_Objective_.
Pick out each line of the data below that contains the word "mural", and copy those lines.

>> START

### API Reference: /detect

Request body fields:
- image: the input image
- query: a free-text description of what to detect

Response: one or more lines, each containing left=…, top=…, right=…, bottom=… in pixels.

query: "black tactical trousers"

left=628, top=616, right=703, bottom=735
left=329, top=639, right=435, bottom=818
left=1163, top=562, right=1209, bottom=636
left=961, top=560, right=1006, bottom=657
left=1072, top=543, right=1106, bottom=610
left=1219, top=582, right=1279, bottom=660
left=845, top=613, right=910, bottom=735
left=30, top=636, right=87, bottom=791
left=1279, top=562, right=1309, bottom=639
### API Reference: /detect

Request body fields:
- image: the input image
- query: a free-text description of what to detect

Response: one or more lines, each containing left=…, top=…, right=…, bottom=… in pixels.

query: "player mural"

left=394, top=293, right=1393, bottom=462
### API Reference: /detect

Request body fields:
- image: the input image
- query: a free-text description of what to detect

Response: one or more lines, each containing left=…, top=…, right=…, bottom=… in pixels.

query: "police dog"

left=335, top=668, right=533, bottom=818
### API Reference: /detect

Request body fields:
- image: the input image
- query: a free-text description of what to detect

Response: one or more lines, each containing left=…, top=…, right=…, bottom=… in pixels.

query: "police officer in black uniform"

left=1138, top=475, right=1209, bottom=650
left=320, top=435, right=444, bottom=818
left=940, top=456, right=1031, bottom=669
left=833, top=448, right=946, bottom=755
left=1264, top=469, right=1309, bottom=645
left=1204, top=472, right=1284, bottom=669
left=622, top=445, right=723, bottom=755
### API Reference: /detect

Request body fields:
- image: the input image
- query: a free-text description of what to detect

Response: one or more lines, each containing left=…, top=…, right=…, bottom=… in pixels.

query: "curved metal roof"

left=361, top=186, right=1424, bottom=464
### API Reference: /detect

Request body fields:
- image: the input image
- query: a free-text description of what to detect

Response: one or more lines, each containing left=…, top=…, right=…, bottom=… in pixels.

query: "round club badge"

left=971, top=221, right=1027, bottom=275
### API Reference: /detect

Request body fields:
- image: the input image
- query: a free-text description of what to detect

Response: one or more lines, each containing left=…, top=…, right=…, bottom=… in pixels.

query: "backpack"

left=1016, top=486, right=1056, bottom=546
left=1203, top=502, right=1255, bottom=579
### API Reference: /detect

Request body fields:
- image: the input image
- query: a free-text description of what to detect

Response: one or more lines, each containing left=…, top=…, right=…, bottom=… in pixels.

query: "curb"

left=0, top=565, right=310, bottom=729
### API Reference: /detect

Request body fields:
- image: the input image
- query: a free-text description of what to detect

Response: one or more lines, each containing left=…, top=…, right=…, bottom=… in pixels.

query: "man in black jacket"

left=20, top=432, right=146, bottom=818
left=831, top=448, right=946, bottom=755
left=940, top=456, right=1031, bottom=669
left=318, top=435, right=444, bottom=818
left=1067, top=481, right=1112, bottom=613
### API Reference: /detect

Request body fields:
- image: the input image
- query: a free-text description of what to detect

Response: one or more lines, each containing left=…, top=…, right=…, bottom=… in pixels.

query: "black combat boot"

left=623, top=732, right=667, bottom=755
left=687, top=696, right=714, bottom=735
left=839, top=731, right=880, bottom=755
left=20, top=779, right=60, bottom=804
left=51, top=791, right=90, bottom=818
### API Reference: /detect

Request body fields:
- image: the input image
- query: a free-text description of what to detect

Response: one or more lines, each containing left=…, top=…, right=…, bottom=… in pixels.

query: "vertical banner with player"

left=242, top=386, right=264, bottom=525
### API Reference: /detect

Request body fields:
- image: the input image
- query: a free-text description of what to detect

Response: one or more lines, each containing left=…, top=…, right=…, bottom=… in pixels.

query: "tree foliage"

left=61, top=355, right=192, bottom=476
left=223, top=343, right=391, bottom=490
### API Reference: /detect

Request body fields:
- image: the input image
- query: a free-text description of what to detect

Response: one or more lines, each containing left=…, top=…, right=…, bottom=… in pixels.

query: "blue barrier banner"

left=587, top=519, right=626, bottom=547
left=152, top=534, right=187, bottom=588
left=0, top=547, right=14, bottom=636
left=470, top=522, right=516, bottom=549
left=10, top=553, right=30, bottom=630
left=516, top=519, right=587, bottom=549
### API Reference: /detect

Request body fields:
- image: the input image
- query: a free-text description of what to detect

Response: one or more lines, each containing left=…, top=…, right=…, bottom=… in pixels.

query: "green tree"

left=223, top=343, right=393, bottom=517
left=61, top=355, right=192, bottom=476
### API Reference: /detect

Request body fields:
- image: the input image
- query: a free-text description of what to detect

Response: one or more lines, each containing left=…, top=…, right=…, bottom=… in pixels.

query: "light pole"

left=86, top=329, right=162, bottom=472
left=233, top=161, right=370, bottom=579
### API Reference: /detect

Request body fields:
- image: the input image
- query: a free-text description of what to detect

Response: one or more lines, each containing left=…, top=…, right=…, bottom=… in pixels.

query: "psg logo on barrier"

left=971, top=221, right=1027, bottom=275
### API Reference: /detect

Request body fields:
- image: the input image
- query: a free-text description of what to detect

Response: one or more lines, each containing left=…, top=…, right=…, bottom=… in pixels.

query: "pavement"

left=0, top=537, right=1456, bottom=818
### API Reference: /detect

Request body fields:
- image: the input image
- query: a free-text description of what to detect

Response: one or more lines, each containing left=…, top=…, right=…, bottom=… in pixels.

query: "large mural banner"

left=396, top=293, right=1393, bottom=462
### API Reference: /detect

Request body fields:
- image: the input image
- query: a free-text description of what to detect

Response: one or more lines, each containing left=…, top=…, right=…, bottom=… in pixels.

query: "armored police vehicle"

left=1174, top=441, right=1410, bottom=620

>> END

_Finished task_.
query: "player mural"
query: "large mural banner"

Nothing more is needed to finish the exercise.